**What is being asked**
For the data below, restate word for word only the lines from the line containing "column 306, row 43" through the line containing "column 292, row 298", both ends included.

**Entries provided**
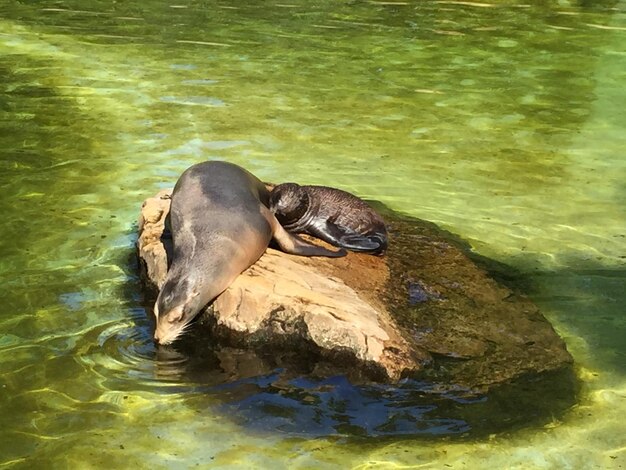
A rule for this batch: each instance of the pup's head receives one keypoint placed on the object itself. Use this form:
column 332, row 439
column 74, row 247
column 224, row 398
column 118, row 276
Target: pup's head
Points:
column 289, row 202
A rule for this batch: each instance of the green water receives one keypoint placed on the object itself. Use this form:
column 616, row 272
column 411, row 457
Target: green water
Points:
column 502, row 122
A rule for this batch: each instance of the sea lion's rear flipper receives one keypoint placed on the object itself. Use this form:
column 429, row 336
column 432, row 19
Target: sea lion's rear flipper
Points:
column 295, row 245
column 349, row 239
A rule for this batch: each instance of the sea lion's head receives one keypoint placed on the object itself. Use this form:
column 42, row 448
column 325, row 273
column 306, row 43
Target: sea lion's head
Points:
column 289, row 202
column 177, row 304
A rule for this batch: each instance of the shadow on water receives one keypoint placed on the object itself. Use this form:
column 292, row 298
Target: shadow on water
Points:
column 286, row 393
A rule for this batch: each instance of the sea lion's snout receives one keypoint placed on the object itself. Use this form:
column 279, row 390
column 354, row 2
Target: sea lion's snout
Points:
column 170, row 326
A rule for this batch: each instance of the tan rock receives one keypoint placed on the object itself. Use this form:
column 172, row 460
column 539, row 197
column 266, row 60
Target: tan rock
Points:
column 425, row 309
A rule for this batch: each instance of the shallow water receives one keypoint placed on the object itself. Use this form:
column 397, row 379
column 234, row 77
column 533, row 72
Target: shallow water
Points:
column 501, row 122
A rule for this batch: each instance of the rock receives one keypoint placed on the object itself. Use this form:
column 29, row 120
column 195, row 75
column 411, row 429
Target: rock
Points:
column 423, row 310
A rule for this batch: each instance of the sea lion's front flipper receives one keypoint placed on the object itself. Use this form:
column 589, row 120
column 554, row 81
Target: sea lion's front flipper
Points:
column 351, row 240
column 295, row 245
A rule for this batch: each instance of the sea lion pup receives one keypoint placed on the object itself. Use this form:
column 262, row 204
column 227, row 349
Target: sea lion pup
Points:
column 335, row 216
column 220, row 224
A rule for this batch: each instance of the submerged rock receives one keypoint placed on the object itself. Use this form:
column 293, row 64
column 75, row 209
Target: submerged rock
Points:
column 424, row 310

**Task result**
column 306, row 43
Target: sea lion's head
Points:
column 289, row 202
column 177, row 304
A rule for this batch: each instance of the shadow on water receives one keypoint placed on the object itself. Use this form:
column 292, row 298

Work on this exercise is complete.